_Work task 1_
Answer these questions using the article on youth violence in Japan:
(a) How long was the busjacker's hospital stay for the injuries he got when his classmates forced him to jump a ledge?
(b) In which magazine did Fuji give the recent interview quoted in the article?
(c) What did the court order in the 1997 case?
_Work task 2_
Continue the article on youth violence in Japan from the point where it ends.
---------- Selected extract
If the system is ineffective for those who can keep up with it, it is downright useless for those who have fallen through the cracks. In his latest non-fiction book "Junanasai No Satsujinsha" (Seventeen-year-old Murderers), crime writer Seiji Fuji reveals the institutionalized problems that turned a troubled adolescent into a murderer. Last year, a busjacking by a seventeen-year-old boy that ended in the murder of an elderly female passenger, received national media attention. A long history of psychiatric problems, cause in part by incessent bullying at school, plauged the youth who, at one points, endured a two month hospital stay for injuries incurred when his classmates forced him to jump a five meter ledge. Though his mother had appealed to his teachers for help, the school remained unresponsive and he eventually dropped out of school, becoming a statistic among the growing number of students who engage in hikkikomori (withdrawal from school and or society). When the boy began to exhibit violent behavior, the mother appealed to the police and psychiatric hospitals for help. The police were reluctant to assist, and the hospital released the boy three days before the busjacking.

Fuji, however, does not only believe that increasing violent tendencies are limited to Japanese youth. Adults are becoming more violent as well. "People really need to throw out the misconception that Japan is a safe country, or that 'it won't happen to me,' state of mind," Fuji warns in a recent Davinci magazine interview.

At least the mother of the busjacker tried to find help. Many parents and teachers, under the latent pressure of societal conventions, sweep possibly dangerous psychiatric problems surreptitiously under the carpet. While in America mental illness abounds as a fashionable social accessory, mental illness in Japan is still very much a taboo.

In a 1997 case that sent collective shivers down the nation's spine, a fourteen-year-old decapitated a younger mentally challenged male neighbor and placed the severed head at the front steps of the local school. The boy had also bludgeoned two girls while riding past them on a bicycle. One of the girls later died at a nearby hospital. A police investigation unearthed a pattern of chilling brutality in the teen who often cruelly bullied his male victim and habitually eviscerated stray cats around his neighborhood. The court ordered mandatory rehabilitation. But Takaaki Mori, a counselor who worked with the young murderer, seriously questions whether the reformatory has even come close to changing his violent proclivities.
--------------------
---------- Information
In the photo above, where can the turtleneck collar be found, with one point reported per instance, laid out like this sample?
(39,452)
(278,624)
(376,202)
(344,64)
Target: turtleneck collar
--------------------
_Answer box 1_
(a) Two months.
(b) Davinci magazine.
(c) Mandatory rehabilitation.

_Answer box 2_
"The school is only concerned with keeping the boy in line and has no intention of believing in these boys," Mori stated in a recent article on japantoday.com. "It's doubtful whether the school can rehabilitate these kids."

Mori, who was supposed to spend ten sessions counseling wayward youth on the sanctity of life, was sacked from the center after only two sessions for allowing the boys to speak too freely. Hiroshi Yahata, a clinical psychologist in Japan, speculated on the reasons for Mori's dismissal for japantoday.com.

"Battle Royale," for all of its violence, will garner a few mediocre to bad reviews, while in the long run Japan's education system must answer for so much more.

And, here in America, the new administration pursues an aggressive agenda of student testing as the core of its education program despite opposition from teachers' organizations and PTAs across the nation.

Fukasaku, who met socially with Tokyo Governor Shintaro Ishihara last week, made some pointed jabs at the government's stance, quipping that he'd like to film a "Battle Royale II" at Tokyo's City Hall. "But there are too many regulations here," he joked.